[Rows in a dataset]
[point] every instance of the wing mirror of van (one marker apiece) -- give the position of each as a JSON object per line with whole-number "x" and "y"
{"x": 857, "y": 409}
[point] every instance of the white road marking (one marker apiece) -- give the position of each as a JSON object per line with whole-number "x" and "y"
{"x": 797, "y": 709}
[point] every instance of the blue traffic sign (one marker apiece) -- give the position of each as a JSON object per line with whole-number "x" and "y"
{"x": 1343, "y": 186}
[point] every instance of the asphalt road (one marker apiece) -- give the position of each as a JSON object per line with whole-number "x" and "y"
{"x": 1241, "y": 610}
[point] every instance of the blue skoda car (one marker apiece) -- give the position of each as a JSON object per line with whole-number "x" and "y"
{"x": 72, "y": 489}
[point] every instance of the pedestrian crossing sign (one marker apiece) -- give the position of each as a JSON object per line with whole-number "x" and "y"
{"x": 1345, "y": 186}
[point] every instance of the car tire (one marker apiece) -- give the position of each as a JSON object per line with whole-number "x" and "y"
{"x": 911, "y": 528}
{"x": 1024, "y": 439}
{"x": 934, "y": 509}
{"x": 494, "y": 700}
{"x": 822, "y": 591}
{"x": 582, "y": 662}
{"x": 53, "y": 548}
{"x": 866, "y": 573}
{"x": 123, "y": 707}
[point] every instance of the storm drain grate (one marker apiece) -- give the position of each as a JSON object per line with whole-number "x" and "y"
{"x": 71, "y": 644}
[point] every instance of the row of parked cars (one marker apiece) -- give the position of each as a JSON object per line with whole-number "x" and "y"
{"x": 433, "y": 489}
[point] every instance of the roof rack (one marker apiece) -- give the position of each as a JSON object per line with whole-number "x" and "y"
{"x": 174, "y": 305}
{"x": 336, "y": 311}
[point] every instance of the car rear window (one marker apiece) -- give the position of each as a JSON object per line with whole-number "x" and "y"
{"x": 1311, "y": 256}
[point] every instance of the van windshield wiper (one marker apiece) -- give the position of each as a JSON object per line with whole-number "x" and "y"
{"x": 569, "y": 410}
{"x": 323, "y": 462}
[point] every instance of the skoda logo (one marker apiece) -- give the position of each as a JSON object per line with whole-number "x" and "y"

What you will do: Retype every one of the rows above without changing anything.

Exercise solution:
[point] every instance of the wing mirror of van (one marker apiece) -- give the position of each as a JSON object per line with whole-number "x" and "y"
{"x": 857, "y": 409}
[point] every instance of the white road marking (one marker apiece) -- give the position of each as a JSON object per line with whole-number "x" and "y"
{"x": 797, "y": 709}
[point] every instance of the blue traffic sign (one marker apiece) -- give the position of each as a JSON object per line with whole-number "x" and "y"
{"x": 1343, "y": 186}
[point] every instance of the asphalt road (one marker apiece) -- give the position of each as a JSON object per line with whole-number "x" and "y"
{"x": 1241, "y": 610}
[point] every instance of the blue skoda car (one marker apiece) -- give the position of each as a JSON object per line with whole-number "x" and "y"
{"x": 72, "y": 489}
[point] every instance of the pedestrian crossing sign (one marker apiece) -- give the position of each as a JSON object per line with whole-number "x" and "y"
{"x": 1345, "y": 186}
[point] every instance of the car tire (one marker apiece) -- give the position of each as a JSON object per line with whole-number "x" and "y"
{"x": 911, "y": 528}
{"x": 1024, "y": 439}
{"x": 934, "y": 509}
{"x": 494, "y": 700}
{"x": 822, "y": 591}
{"x": 582, "y": 662}
{"x": 53, "y": 548}
{"x": 866, "y": 573}
{"x": 123, "y": 707}
[point] every instance of the storm drain grate (one marker apiece) -- give the position of each as a JSON object per line with whole-number "x" and "y"
{"x": 71, "y": 644}
[point] every instance of the row of parked cars (one marker apiece) -- give the position of each as a JSON object per line with whole-number "x" and "y"
{"x": 433, "y": 489}
[point] every instance of the roof rack (one marker apiece) -- give the position of each as a JSON object per line with whole-number "x" and "y"
{"x": 174, "y": 305}
{"x": 336, "y": 311}
[point] every instance of the car rear window (one marker apiece) -- give the position of each as a JSON object per line with whole-number "x" and "y"
{"x": 1311, "y": 256}
[point] every instance of the van windshield wiper (one marker apiece) -- give the position of each as a JSON object per line with whole-number "x" and "y"
{"x": 569, "y": 410}
{"x": 323, "y": 462}
[point] every instance of the skoda logo (one marker apiece) -- give the position of each as a JSON object per line with whole-number "x" and "y"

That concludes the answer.